Your instructions |
Reproduce every line of the records below, requests included, and shift each polygon vertex coordinate in the answers by adding 35 to it. Leave the pictures out.

· · · ·

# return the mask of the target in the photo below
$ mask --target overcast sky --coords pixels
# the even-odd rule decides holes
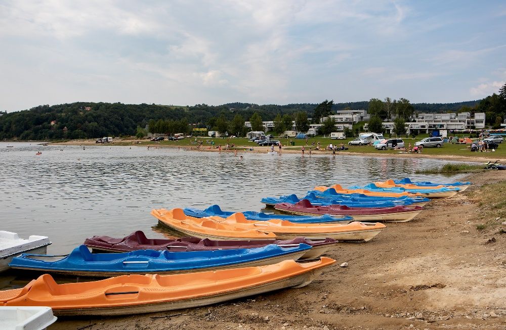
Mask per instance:
[[[453,102],[506,80],[506,2],[0,0],[0,110]]]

· · · ·

Response to this exercise |
# return the mask of the target in the photo below
$ mask --target overcast sky --coords pixels
# the even-odd rule decides holes
Mask per instance:
[[[488,137],[541,115],[541,37],[35,35],[35,145]]]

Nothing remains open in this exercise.